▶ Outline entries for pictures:
>> begin

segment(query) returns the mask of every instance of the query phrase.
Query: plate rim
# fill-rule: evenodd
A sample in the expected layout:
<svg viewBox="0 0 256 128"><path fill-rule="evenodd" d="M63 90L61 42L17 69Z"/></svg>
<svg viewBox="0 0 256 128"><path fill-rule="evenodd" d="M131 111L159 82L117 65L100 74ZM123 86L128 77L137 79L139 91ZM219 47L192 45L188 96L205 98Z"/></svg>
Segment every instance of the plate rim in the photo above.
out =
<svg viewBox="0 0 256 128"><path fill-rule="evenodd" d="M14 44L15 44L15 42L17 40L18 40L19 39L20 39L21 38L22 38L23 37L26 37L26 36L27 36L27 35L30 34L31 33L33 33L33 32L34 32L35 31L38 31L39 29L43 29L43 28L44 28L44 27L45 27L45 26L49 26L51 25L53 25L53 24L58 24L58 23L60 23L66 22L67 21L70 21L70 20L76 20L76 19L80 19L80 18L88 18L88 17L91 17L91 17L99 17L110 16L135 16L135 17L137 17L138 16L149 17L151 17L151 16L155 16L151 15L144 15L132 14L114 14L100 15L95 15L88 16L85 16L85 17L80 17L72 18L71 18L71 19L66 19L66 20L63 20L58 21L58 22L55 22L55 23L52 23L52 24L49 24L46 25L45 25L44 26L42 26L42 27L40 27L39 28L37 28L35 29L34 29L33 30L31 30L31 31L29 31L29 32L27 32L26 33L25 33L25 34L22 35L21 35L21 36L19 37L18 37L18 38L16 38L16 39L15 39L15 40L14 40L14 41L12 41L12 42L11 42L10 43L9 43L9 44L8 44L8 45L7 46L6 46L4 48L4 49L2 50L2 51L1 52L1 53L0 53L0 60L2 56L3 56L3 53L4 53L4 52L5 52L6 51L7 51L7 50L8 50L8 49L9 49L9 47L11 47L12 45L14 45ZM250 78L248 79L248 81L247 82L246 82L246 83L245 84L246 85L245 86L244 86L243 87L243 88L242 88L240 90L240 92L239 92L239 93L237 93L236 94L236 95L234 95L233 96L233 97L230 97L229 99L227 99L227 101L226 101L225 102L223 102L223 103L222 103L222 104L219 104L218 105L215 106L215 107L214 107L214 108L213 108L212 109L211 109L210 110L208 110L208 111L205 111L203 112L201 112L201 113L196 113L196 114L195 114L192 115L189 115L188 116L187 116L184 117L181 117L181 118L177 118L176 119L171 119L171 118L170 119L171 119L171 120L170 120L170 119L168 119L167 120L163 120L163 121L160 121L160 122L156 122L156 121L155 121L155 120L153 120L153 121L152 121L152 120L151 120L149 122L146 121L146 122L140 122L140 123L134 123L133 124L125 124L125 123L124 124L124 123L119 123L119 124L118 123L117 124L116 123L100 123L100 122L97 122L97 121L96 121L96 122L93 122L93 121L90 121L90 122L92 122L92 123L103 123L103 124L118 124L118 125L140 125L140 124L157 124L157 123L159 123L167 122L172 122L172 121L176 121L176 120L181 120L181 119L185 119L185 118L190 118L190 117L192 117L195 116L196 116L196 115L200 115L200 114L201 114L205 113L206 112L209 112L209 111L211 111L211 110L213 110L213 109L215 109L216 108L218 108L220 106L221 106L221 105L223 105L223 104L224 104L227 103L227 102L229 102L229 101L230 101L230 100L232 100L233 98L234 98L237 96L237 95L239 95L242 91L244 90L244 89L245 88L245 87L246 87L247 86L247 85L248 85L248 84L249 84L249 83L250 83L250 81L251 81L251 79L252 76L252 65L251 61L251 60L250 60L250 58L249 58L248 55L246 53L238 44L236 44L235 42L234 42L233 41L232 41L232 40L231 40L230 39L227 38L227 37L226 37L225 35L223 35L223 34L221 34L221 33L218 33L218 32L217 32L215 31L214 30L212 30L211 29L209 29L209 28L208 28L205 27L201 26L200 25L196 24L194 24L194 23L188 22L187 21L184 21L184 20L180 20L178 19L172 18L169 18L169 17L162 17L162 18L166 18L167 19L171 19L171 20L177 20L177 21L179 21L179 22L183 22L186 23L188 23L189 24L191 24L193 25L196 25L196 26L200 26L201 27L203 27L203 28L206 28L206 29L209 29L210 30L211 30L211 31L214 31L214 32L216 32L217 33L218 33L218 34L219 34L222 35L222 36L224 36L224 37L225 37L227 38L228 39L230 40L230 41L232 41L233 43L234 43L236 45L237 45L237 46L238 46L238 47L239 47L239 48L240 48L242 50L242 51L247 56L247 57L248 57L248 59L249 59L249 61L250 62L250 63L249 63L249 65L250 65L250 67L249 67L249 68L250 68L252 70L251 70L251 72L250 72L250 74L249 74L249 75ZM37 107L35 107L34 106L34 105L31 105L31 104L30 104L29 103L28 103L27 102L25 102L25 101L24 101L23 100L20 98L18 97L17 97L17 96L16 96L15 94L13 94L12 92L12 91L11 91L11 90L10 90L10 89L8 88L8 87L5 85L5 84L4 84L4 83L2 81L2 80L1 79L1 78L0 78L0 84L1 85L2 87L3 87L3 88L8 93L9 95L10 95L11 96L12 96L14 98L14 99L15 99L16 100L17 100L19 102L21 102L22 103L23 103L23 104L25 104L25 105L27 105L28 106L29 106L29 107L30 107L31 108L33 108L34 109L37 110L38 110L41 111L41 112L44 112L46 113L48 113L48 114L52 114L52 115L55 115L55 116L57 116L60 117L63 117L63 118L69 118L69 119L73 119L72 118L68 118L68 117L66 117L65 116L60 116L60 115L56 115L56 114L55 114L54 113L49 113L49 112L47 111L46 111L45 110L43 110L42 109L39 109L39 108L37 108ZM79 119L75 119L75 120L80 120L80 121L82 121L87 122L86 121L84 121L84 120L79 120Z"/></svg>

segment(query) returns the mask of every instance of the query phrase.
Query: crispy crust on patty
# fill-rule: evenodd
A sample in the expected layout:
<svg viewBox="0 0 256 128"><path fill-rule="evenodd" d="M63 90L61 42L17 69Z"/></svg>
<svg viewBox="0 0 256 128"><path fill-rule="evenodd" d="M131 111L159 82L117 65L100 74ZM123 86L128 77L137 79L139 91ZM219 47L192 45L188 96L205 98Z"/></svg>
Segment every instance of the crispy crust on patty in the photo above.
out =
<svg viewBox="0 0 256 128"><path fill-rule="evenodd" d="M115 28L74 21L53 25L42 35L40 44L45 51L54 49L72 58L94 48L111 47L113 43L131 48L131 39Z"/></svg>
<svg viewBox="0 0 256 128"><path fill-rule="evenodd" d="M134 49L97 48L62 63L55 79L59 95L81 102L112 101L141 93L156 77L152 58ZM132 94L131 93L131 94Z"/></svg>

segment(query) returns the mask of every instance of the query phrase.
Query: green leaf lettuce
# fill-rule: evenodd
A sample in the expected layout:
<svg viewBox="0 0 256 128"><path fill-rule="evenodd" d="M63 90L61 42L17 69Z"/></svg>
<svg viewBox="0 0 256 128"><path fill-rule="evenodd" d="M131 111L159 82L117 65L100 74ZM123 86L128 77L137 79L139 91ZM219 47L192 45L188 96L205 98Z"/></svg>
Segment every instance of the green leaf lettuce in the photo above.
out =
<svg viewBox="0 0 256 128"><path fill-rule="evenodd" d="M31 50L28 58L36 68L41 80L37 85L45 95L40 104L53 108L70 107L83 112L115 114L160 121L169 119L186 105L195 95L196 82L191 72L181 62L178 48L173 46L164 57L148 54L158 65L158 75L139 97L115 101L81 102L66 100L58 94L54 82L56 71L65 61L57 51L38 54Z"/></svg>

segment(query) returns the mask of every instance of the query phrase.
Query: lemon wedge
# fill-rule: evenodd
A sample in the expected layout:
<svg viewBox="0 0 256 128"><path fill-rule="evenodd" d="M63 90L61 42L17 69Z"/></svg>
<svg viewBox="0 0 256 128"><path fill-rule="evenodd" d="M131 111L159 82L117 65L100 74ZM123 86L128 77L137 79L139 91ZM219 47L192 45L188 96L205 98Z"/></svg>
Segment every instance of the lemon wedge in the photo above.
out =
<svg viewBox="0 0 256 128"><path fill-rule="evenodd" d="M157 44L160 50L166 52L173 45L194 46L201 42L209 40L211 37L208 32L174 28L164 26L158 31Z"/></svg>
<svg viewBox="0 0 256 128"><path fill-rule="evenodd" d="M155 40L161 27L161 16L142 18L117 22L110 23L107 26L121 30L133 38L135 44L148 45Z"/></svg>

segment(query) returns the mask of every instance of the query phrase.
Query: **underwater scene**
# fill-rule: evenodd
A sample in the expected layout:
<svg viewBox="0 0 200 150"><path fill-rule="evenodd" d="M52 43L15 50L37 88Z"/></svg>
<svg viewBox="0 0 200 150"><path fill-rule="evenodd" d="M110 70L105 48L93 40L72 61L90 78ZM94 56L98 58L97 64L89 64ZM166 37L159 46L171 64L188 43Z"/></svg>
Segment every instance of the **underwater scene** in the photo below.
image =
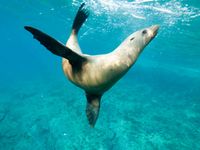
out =
<svg viewBox="0 0 200 150"><path fill-rule="evenodd" d="M93 128L61 57L24 29L65 44L83 2L84 54L110 53L131 33L160 26L102 96ZM199 0L1 0L0 18L0 150L200 150Z"/></svg>

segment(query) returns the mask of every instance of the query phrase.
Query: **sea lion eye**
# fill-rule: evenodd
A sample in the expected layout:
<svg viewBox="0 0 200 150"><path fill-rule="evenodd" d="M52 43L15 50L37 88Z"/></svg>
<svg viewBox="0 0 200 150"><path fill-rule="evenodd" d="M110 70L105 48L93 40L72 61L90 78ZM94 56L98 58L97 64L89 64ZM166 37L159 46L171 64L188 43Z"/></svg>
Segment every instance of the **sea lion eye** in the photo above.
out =
<svg viewBox="0 0 200 150"><path fill-rule="evenodd" d="M130 41L133 41L133 40L134 40L134 38L135 38L135 37L132 37L132 38L130 39Z"/></svg>
<svg viewBox="0 0 200 150"><path fill-rule="evenodd" d="M147 33L147 30L143 30L143 31L142 31L142 34L146 34L146 33Z"/></svg>

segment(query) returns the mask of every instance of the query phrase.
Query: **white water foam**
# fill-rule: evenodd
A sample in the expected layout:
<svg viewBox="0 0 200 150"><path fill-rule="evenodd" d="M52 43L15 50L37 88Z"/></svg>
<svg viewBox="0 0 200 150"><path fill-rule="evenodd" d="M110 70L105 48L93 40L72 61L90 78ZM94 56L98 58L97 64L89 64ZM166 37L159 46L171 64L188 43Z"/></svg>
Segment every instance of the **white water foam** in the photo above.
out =
<svg viewBox="0 0 200 150"><path fill-rule="evenodd" d="M165 27L177 23L190 25L192 19L200 17L200 9L189 6L181 0L85 0L85 2L95 15L106 14L107 23L114 25L113 27L131 25L137 20L146 20L149 23L157 20ZM73 0L73 5L78 6L80 2Z"/></svg>

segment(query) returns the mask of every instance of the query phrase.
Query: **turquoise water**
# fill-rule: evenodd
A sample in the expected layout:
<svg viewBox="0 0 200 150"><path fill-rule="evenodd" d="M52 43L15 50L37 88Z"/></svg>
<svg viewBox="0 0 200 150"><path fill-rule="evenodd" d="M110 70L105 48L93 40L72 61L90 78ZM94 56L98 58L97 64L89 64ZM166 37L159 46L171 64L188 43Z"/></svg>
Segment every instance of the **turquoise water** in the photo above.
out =
<svg viewBox="0 0 200 150"><path fill-rule="evenodd" d="M0 3L0 150L200 149L198 0L85 0L79 34L88 54L112 51L130 33L160 24L137 63L102 99L90 128L84 92L61 58L23 26L66 42L78 0Z"/></svg>

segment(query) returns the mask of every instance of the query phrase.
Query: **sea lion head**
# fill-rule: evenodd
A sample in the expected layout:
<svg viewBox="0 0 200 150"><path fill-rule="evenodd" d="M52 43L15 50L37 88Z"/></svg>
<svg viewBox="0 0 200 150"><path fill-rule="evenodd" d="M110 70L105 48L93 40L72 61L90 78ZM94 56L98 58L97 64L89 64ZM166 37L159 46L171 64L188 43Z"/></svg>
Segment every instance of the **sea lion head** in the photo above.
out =
<svg viewBox="0 0 200 150"><path fill-rule="evenodd" d="M123 42L123 46L126 45L126 49L137 50L139 53L144 49L145 46L157 35L159 25L153 25L142 30L138 30Z"/></svg>

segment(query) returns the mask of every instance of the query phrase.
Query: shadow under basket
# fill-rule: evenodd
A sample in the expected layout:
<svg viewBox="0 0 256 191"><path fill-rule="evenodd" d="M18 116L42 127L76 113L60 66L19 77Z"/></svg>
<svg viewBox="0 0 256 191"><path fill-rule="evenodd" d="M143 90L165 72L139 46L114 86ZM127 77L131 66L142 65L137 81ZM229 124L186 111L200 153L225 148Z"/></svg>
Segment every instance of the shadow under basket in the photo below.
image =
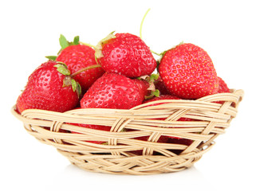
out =
<svg viewBox="0 0 256 191"><path fill-rule="evenodd" d="M200 159L215 138L225 133L242 96L242 90L232 90L196 100L158 100L130 110L88 108L60 113L29 109L19 115L14 106L12 113L31 135L55 146L83 170L153 174L180 171Z"/></svg>

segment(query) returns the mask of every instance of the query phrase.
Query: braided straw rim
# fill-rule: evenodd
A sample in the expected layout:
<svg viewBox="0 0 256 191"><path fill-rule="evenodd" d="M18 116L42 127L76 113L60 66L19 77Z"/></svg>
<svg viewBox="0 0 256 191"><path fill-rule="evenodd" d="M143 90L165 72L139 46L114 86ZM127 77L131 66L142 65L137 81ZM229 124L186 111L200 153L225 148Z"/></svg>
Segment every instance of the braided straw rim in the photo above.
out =
<svg viewBox="0 0 256 191"><path fill-rule="evenodd" d="M81 169L107 173L152 174L179 171L200 159L236 116L243 94L242 90L232 90L231 93L196 100L158 100L130 110L86 108L60 113L29 109L19 115L14 106L12 114L23 123L29 134L53 146ZM160 119L163 118L166 119ZM178 121L180 118L195 120ZM104 131L74 123L112 127L110 131ZM132 131L124 131L124 128ZM148 141L136 139L143 136L149 136ZM193 142L190 146L158 142L161 136ZM136 154L135 150L140 150L141 154ZM175 150L179 150L179 154Z"/></svg>

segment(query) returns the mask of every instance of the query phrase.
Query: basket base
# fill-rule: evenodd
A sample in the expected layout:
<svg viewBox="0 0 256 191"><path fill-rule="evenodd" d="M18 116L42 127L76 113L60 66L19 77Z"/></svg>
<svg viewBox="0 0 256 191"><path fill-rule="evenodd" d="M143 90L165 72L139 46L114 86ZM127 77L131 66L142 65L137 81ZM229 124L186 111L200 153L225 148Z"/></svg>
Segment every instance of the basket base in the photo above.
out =
<svg viewBox="0 0 256 191"><path fill-rule="evenodd" d="M140 155L127 157L111 154L84 155L58 150L77 167L89 172L110 174L147 175L173 173L191 167L202 157L202 152L191 152L173 157Z"/></svg>

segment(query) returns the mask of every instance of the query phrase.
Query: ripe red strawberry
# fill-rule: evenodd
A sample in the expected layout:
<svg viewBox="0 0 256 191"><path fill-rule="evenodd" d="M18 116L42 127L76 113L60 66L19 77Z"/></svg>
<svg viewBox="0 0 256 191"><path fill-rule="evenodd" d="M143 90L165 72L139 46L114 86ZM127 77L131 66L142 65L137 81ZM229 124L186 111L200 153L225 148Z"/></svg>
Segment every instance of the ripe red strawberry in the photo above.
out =
<svg viewBox="0 0 256 191"><path fill-rule="evenodd" d="M160 91L160 95L169 95L169 91L166 88L164 83L163 81L163 79L159 76L159 78L156 80L155 87L156 89L158 89Z"/></svg>
<svg viewBox="0 0 256 191"><path fill-rule="evenodd" d="M149 48L133 34L111 33L96 47L96 57L105 72L133 78L150 75L156 69Z"/></svg>
<svg viewBox="0 0 256 191"><path fill-rule="evenodd" d="M76 37L78 38L77 41ZM64 36L61 36L61 50L56 58L57 61L65 63L73 74L82 68L97 64L95 60L95 50L88 45L80 45L79 37L76 37L74 42L70 43ZM85 92L104 72L102 68L98 67L84 71L73 76L73 79L80 84Z"/></svg>
<svg viewBox="0 0 256 191"><path fill-rule="evenodd" d="M72 80L73 87L69 84L63 87L69 72L65 65L53 60L39 66L30 76L25 90L17 100L18 111L22 113L26 109L42 109L64 112L74 108L79 103L76 92L79 85Z"/></svg>
<svg viewBox="0 0 256 191"><path fill-rule="evenodd" d="M218 93L230 93L230 90L227 87L226 82L221 78L218 76L219 80L219 89Z"/></svg>
<svg viewBox="0 0 256 191"><path fill-rule="evenodd" d="M84 95L82 108L130 109L142 103L142 95L133 80L116 73L104 73Z"/></svg>
<svg viewBox="0 0 256 191"><path fill-rule="evenodd" d="M218 81L219 81L219 89L218 89L217 93L230 93L230 88L227 87L226 82L222 78L218 76ZM223 101L217 101L215 103L220 103L220 104L224 103ZM234 107L235 106L234 103L232 103L231 106Z"/></svg>
<svg viewBox="0 0 256 191"><path fill-rule="evenodd" d="M158 69L170 93L180 98L198 99L218 92L211 59L192 44L181 44L166 51Z"/></svg>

>> end

▶ Exercise requirements: Copy every line above that contains the string "crust". Case counts, so keep only lines where the capitalization matches.

▶ Solution for this task:
Query: crispy crust on patty
Segment every instance of the crispy crust on patty in the photo above.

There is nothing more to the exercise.